WHAT YOU WILL DO: Could you show all lines in the entries below that contain the string "bear"?

Collected data:
• • • • •
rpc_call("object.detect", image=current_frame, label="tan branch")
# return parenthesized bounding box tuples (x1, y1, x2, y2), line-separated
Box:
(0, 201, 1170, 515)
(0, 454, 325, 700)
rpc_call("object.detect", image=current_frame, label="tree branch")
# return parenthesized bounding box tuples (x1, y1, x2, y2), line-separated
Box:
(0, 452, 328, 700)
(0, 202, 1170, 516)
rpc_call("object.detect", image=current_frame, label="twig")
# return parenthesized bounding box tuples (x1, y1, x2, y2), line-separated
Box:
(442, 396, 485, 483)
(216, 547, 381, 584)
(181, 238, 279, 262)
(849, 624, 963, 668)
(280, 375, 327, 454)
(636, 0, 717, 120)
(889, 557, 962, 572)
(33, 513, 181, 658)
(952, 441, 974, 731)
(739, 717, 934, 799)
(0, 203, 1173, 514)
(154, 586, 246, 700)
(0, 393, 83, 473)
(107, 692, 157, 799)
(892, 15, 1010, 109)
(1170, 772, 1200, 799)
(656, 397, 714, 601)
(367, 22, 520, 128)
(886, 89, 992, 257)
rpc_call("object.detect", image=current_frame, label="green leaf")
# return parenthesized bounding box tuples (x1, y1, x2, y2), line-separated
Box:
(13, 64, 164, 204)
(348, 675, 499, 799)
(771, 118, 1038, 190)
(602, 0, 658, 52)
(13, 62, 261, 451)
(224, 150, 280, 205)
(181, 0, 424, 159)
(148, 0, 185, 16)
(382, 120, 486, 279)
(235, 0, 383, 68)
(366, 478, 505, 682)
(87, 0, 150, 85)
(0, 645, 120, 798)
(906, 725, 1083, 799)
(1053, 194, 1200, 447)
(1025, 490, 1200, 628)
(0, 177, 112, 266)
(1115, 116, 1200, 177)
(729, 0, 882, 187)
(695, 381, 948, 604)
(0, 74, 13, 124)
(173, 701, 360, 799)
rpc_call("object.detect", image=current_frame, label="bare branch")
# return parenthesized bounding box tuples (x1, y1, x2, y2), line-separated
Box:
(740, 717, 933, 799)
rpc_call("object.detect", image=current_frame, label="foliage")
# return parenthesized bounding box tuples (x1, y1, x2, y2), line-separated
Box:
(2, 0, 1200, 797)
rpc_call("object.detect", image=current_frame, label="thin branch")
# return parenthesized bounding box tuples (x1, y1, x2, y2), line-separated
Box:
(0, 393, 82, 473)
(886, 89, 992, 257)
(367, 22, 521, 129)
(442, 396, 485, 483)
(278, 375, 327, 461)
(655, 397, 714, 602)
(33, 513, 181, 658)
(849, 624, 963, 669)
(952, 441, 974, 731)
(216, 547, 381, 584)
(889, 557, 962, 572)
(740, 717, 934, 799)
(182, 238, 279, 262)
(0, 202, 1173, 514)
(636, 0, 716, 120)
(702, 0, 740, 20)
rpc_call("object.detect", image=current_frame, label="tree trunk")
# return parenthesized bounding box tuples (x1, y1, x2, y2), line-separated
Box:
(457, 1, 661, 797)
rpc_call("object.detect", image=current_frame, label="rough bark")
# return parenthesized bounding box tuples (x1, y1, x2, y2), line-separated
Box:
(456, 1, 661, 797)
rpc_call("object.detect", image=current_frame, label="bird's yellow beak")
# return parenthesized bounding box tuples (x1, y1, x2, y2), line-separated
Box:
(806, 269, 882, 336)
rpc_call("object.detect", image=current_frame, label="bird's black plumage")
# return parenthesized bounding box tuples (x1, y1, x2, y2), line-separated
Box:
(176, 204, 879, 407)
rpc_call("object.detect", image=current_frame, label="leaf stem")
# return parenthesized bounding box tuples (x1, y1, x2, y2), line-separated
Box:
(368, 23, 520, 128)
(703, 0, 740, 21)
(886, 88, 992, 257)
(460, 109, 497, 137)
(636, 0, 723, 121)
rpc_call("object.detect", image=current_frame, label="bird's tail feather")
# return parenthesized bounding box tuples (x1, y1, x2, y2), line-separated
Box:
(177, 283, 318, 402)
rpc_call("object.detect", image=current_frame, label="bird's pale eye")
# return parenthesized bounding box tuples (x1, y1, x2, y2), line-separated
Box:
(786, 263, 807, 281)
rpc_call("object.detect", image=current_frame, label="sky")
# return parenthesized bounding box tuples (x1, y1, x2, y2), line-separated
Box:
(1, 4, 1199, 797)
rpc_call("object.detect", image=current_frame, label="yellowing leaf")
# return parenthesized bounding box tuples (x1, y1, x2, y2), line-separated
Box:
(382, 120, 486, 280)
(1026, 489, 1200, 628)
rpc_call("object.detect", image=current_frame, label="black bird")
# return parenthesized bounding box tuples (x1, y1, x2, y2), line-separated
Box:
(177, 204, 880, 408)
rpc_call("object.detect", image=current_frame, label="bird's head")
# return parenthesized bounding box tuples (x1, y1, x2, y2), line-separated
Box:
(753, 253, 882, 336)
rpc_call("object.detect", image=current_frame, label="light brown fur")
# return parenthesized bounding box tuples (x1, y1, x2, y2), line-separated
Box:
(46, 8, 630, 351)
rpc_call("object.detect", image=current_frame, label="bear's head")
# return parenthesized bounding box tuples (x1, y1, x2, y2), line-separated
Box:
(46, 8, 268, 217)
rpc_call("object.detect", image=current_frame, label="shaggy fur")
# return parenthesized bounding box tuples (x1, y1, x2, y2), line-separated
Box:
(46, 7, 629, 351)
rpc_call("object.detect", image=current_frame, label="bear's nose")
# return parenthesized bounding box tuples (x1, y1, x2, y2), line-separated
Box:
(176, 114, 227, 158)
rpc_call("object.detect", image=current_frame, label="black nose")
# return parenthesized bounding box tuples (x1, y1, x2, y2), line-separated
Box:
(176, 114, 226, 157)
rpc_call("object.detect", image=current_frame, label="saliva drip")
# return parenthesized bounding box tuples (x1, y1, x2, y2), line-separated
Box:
• • • • •
ANSWER BOX:
rpc_call("object.detect", image=current_frame, label="bear's head")
rpc_call("object.detect", image=current_frame, label="bear's nose")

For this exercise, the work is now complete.